Source records
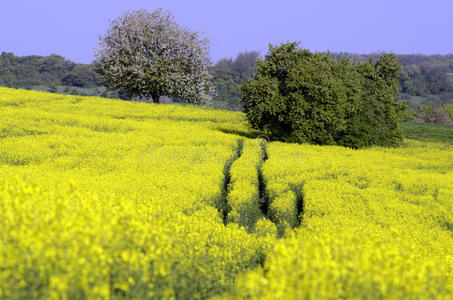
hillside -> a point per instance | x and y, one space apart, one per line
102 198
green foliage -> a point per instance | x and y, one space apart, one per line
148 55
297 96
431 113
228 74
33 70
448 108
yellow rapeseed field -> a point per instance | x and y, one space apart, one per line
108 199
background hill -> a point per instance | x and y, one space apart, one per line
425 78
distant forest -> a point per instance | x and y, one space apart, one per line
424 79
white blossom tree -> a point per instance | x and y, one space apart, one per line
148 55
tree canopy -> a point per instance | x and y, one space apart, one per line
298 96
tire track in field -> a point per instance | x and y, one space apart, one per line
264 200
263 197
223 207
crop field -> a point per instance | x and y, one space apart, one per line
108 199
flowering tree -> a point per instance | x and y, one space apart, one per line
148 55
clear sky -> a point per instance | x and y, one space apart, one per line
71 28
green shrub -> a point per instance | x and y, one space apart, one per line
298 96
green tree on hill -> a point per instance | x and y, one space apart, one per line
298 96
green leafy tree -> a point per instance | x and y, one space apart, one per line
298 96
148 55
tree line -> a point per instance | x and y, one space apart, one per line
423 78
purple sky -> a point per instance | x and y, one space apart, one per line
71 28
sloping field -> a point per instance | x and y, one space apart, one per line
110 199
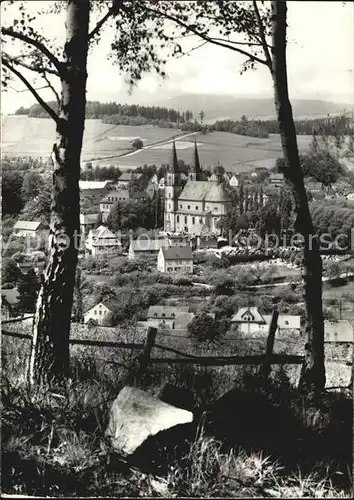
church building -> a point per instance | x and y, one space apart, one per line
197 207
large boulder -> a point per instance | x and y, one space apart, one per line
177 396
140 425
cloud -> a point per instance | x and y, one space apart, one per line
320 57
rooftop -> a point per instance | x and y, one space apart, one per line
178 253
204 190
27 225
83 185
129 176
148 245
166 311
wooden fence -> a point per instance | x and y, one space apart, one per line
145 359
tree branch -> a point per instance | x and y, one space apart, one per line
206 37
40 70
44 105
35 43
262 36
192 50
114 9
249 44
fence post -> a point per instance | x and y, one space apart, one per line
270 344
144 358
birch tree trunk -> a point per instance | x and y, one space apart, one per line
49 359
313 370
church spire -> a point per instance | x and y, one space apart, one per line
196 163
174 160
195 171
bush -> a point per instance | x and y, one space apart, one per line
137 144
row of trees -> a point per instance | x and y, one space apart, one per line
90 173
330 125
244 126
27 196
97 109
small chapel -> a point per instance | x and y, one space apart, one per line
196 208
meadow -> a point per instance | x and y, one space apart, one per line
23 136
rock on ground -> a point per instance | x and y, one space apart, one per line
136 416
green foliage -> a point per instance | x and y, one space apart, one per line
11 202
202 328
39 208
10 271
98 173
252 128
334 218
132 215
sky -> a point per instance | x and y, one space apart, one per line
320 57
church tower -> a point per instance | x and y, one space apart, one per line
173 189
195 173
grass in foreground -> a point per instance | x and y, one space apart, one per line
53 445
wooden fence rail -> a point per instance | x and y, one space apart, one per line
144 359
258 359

What you should do
Go through the material above and repeat it exactly. Omit the pictures.

Answer box
hillside -> a point per instance | x and y, one space apart, one per line
102 198
green foliage -> a point per instance | x and y, one space apart, one per line
148 55
297 96
431 113
228 74
33 70
448 108
yellow rapeseed field -> a point per instance | x and y, one space apart, one per line
108 199
background hill -> a point per instance | x and y, one space apart, one per line
425 78
distant forest -> a point per instance | x and y, one space apart, one per line
424 79
white blossom tree -> a point per instance | x and y, one space apart, one per line
148 55
tree canopy -> a point per instance | x and y, one space apart, one per line
298 96
tire track in field -> a point per instance | x and y, one space apart, one per line
264 200
263 197
223 207
crop field -> a point per instance | x and y, one space apart, one per line
108 199
flowering tree -> a point per instance | x and y, one space apart, one per line
148 55
clear sky -> a point per instance | x and y, one space apart, one per line
71 28
green shrub -> a point per instance | x and y, one space apart, one per line
298 96
green tree on hill -> a point per instance | x and y, one space apart, one per line
298 96
green leafy tree -> a point per instance | x and y, one space apart, one per line
298 96
148 55
tree line -> a point per instance | x and y, one space apart, one per line
423 78
purple sky -> a point per instance | x and y, one space apart, one per line
71 28
sloping field -> a point per instance | x and y, one space apart, one per line
110 199
church building -> a point per instance | x and y, one space apart, one per line
197 207
large boulder -> a point per instance | x and y, one space apart, one per line
177 396
140 425
cloud -> a point per instance | x and y, one space apart, one per line
320 57
rooftop -> a point per instance | x and y, one space apart, one per line
178 253
204 190
27 225
83 185
129 176
148 245
166 311
wooden fence -> a point per instance | x and y, one space apart, one per line
145 359
tree branch -> a point per instance | x and y, one space apart, one per line
206 37
40 70
44 105
35 43
262 36
192 50
114 9
249 44
fence post -> a point per instance | x and y, one space apart, one per line
270 344
144 358
birch tree trunk -> a point per instance | x and y, one space apart, one per line
49 359
313 370
church spire -> a point per instance | x and y, one space apart, one per line
196 163
174 160
195 171
bush -> a point per instance | x and y, one space apart, one per line
137 144
row of trees -> a point per instance | x and y, one space apart, one per line
90 173
330 125
244 126
27 196
97 109
small chapel -> a point per instance | x and y, one space apart, one per line
196 208
meadow -> a point per instance | x and y, one space apart, one per line
23 136
rock on ground -> a point per instance | x and y, one space apart, one per line
136 416
green foliage -> a point per instance | x and y, one space apart, one per line
11 202
202 328
39 208
10 271
98 173
252 128
334 218
132 215
sky -> a point per instance | x and y, one space apart, one per line
320 57
church tower -> a point per instance | x and y, one space apart, one per line
173 189
195 173
grass in foreground -> a point per instance | x and y, one space apart, one per line
53 445
wooden fence rail -> a point per instance | x and y, one space apart, one per line
144 359
258 359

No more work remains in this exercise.